▶ Written problem
Render the part of the items below that opens with the line containing "of the pointed" and closes with the line containing "Phrase: pointed turret" as a JSON list of strings. Give one string per line, leave out blank lines, and include nothing outside that part.

═════ Records for processing ═════

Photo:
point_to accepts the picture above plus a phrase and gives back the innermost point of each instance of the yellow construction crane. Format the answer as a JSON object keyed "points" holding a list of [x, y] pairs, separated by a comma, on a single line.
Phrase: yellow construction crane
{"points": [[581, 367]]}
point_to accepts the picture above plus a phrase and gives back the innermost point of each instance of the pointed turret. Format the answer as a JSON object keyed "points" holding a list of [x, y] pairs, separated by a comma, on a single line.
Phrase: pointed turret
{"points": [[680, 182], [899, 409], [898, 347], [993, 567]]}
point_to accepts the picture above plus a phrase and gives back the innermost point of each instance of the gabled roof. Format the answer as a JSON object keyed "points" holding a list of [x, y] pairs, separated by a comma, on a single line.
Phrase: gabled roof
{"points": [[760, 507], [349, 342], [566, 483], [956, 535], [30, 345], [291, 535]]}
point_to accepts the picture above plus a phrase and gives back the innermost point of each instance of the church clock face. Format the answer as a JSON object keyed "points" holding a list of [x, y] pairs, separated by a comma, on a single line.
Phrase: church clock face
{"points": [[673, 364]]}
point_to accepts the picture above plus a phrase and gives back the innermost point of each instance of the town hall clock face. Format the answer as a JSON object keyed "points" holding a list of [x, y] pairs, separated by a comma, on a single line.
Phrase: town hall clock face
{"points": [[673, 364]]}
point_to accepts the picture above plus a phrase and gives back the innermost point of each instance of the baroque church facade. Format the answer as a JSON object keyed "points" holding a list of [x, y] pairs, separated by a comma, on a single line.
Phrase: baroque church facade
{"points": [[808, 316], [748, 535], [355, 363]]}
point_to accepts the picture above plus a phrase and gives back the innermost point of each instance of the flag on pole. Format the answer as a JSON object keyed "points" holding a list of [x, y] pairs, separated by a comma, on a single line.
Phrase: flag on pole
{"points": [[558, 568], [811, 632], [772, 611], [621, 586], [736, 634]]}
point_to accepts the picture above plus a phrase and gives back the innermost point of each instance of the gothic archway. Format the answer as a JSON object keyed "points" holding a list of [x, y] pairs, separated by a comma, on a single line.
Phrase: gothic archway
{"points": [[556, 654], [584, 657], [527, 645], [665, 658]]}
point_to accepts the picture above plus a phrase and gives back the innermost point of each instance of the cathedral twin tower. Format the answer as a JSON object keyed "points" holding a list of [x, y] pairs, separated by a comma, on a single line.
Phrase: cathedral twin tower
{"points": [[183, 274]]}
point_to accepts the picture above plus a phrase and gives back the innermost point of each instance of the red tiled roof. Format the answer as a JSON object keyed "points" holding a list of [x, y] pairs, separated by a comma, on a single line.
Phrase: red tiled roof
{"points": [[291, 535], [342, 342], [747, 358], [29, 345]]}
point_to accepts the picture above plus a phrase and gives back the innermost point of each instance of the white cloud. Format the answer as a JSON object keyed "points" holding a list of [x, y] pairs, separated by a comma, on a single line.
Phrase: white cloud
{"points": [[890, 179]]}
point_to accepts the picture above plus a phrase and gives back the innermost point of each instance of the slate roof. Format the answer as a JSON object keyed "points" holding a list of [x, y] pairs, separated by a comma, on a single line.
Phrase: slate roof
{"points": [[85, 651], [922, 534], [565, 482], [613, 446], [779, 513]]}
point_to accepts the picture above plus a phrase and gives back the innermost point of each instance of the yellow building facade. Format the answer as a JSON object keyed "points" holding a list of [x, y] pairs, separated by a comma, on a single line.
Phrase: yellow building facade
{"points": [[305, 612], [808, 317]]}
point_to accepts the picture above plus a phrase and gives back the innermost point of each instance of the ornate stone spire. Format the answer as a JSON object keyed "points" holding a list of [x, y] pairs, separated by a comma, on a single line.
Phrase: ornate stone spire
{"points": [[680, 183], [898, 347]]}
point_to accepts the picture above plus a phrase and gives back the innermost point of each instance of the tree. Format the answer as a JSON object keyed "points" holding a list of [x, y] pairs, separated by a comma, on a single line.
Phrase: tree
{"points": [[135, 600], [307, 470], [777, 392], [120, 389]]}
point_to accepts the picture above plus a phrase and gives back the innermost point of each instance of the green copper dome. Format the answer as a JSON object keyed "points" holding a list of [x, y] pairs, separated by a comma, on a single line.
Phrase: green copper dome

═════

▶ Solution for this task
[
  "point_to accepts the picture above plus a phrase and gives back the innermost point of each instance of the pointed turret. Format the answer as a JSON object keyed \"points\" holding a list of [x, y] pairs, separated by a comma, on a single line.",
  "Phrase: pointed turret"
]